### MATERIALS PROVIDED ###

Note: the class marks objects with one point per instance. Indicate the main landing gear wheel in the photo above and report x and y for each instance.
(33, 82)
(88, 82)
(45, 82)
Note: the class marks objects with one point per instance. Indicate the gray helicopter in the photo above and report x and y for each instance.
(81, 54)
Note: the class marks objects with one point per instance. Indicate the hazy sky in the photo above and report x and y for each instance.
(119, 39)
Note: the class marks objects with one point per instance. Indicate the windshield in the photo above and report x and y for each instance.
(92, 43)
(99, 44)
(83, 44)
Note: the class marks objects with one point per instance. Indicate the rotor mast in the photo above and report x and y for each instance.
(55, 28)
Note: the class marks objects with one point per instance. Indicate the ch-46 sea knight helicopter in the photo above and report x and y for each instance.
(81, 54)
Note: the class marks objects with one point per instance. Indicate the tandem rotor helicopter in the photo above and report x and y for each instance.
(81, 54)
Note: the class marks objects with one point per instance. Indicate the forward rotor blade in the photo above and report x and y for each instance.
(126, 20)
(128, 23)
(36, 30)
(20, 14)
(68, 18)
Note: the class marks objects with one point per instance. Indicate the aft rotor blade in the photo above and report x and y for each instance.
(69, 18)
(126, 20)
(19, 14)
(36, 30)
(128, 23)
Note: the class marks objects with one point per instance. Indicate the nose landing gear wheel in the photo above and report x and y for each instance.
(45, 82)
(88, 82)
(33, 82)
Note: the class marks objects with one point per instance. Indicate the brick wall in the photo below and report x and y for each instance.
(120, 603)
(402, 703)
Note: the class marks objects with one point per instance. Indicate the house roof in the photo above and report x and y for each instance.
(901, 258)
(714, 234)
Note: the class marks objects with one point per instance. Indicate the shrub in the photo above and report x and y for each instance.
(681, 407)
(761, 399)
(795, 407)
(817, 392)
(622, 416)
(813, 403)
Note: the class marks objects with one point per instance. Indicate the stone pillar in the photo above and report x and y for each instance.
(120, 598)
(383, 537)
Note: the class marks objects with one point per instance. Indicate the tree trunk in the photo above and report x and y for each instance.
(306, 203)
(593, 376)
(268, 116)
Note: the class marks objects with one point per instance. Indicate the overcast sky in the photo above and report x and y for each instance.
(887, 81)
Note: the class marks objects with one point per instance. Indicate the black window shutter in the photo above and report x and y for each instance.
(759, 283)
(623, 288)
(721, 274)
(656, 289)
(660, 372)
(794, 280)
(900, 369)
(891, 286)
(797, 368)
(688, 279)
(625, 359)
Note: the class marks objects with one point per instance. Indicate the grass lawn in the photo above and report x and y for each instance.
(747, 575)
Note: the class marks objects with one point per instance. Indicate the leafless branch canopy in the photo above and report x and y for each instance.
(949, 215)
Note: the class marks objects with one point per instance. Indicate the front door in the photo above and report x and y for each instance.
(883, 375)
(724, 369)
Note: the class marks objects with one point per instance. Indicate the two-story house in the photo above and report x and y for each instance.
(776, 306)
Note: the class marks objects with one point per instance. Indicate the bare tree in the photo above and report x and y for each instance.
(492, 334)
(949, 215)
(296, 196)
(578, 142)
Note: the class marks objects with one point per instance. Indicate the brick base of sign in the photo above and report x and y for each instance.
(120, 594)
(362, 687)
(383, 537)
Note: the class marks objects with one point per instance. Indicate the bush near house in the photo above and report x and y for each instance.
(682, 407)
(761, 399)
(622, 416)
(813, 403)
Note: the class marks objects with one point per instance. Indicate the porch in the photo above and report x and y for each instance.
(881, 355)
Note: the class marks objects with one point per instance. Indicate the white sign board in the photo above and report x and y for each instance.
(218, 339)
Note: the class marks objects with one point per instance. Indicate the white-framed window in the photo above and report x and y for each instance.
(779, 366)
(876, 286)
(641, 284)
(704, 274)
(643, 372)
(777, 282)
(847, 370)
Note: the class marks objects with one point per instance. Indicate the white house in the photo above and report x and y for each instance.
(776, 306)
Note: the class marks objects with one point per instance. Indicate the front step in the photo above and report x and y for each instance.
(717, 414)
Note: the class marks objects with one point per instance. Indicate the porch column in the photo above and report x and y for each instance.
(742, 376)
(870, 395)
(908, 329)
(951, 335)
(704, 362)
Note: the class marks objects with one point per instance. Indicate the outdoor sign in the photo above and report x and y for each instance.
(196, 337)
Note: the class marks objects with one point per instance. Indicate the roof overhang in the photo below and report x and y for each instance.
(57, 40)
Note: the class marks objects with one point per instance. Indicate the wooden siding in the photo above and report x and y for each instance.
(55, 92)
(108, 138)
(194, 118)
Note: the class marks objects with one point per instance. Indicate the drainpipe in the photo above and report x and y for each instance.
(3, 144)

###

* [TASK REQUIREMENTS]:
Retype, exactly and only, the lines running from the one with "Indicate the outdoor" through the final line of the listing above.

* [ANSWER FOR THE TASK]:
Note: the class marks objects with one point per instance. Indicate the outdoor sign in the photo above and report x and y for each instance.
(196, 337)
Note: the class marks objects with one point per instance. Indicate the roof overhang in the photo below and report x and y for each instance.
(57, 40)
Note: the class marks objects with one point per instance. Indicate the wooden siding in the photo above and report x and y for each instance.
(55, 92)
(108, 138)
(194, 118)
Note: the class marks objects with one point per instance. Indicate the drainpipe in the photo above and report x and y for each instance.
(3, 144)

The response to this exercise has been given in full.